• _Exercise details_
Nothing is to be left out: repeat every entry exactly as given.

Dataset excerpts:
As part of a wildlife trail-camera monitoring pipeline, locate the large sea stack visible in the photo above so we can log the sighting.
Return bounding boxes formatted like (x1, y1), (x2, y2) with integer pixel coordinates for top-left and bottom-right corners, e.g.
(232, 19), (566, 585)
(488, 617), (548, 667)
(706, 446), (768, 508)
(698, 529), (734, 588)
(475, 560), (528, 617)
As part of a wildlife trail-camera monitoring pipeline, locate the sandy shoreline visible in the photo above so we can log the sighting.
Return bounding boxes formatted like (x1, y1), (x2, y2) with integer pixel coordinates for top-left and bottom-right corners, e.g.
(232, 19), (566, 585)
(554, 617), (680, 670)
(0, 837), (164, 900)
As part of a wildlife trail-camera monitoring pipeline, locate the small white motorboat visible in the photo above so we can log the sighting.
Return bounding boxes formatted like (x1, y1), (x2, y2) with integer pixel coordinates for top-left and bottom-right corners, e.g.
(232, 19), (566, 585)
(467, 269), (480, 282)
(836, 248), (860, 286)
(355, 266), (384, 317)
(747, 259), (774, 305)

• _Exercise output_
As part of a wildlife trail-camera monitoring pipeline, locate the large sea stack visible in the photo above so we can log the sighting.
Return bounding boxes formatted like (x1, y1), (x2, y2) with integer pixel coordinates for top-left and bottom-right corners, e.g.
(232, 19), (566, 585)
(488, 617), (548, 667)
(706, 446), (768, 508)
(698, 529), (734, 588)
(475, 560), (528, 617)
As part of a wildlife trail-camera monitoring pipeline, locate the sandy shoreline visible in the photo above so we can log the sighting.
Return bounding boxes formatted like (x1, y1), (x2, y2) with integer pixel coordinates for top-left and bottom-right corners, e.g.
(232, 19), (566, 585)
(554, 617), (680, 670)
(0, 837), (164, 900)
As part of a wildlife trail-camera monitoring pipeline, locate the small white motorboat visible in the photo above so we can log the sighting.
Return bounding boxes formatted like (x1, y1), (x2, y2) with integer pixel coordinates for top-left and bottom-right corners, e.g.
(232, 19), (566, 585)
(467, 269), (480, 282)
(836, 248), (860, 286)
(355, 266), (384, 317)
(747, 259), (774, 305)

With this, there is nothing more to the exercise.